#### [TUGAS YANG DIKERJAKAN]
**A)** Jawablah pertanyaan berikut berdasarkan teks tentang pekerja pabrik.
(i) Dari mana asal Dwi Martini?
(ii) Berapa usia ayah dan ibu Dwi?
(iii) Ke mana adik dan orang tua Dwi harus pergi untuk mendapat sinyal?
**B)** Teruskan teks tentang pekerja pabrik yang tak bisa berlebaran dengan anaknya, mulai setelah kalimat terakhirnya.

#### [TEKS BACAAN]
Kisah Pekerja Pabrik Tak Bisa Lebaran dengan Anak karena Wabah Corona
"Bu aku kangen sama ibu, sayang sama ibu," kata Fahmi.
Naik bukit untuk cari sinyal
Soal teknologi, Ratih masih lebih beruntung ketimbang rekannya di pabrik, Dwi Martini, yang siang itu sedang bertandang ke rumah kontrakan Ratih.
Perempuan asal Pacitan, Jawa Timur itu tahun ini tidak bisa bertemu dengan orangtuanya karena usia mereka —ayah 75 tahun, ibu 65 tahun— rentan tertular virus corona. Rumahnya `terpelosok,` terletak di timur Pacitan, di perbatasan dengan Trenggalek, atau sekitar 45 kilometer dari Kabupaten Pacitan.
Untuk bisa melakukan panggilan video dengan orangtuanya, ia harus memberitahu adiknya, yang memegang telepon pintar di rumah itu, beberapa jam sebelumnya.
Ibunda Dwi memiliki HP konvensional. Untuk mendapat sinyal, adik dan orangtua Dwi harus naik ke atas bukit di dekat rumahnya.

#### [DATA]
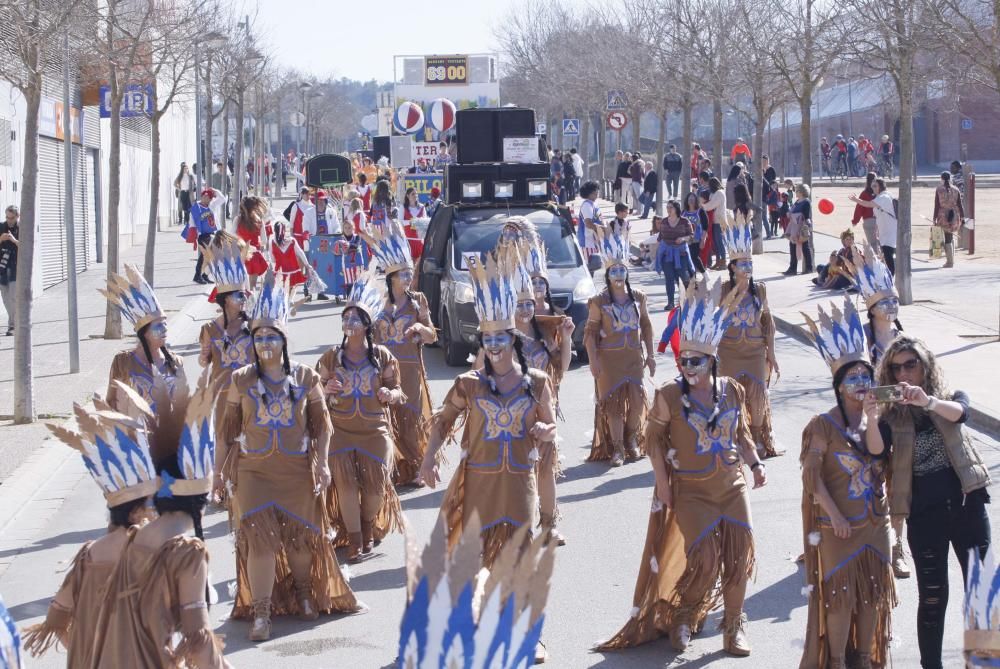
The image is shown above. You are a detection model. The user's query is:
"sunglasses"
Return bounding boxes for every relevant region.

#### [JAWABAN PER BUTIR]
**A)**
(i) Pacitan, Jawa Timur.
(ii) Ayahnya 75 tahun dan ibunya 65 tahun.
(iii) Ke atas bukit di dekat rumahnya.

**B)**
"Kalau ingin dapat sinyal itu masih harus ke atas bukit, baru dapat sinyal. Biasanya saya janjian dulu, kalau SMS kan sampai, saya bilang `mau telepon jam sekian.` Bukitnya sekitar 15 meter dari rumah. Tidak jauh. Ada tangganya, semacam tanah gitu yang dikasih batu-batuan, bukitnya sih lumayan tinggi, seperti gunung begitu, tapi tidak perlu naik ke atas banget buat dapat sinyal," jelas Dwi.
Perempuan berusia 43 tahun ini biasanya mudik ke Pacitan dengan mengendarai sepeda motor karena ia mengidap penyakit ginjal yang mengharuskannya sering istirahat, sehingga ia tidak bisa naik bus atau kereta yang jam istirahatnya tidak fleksibel.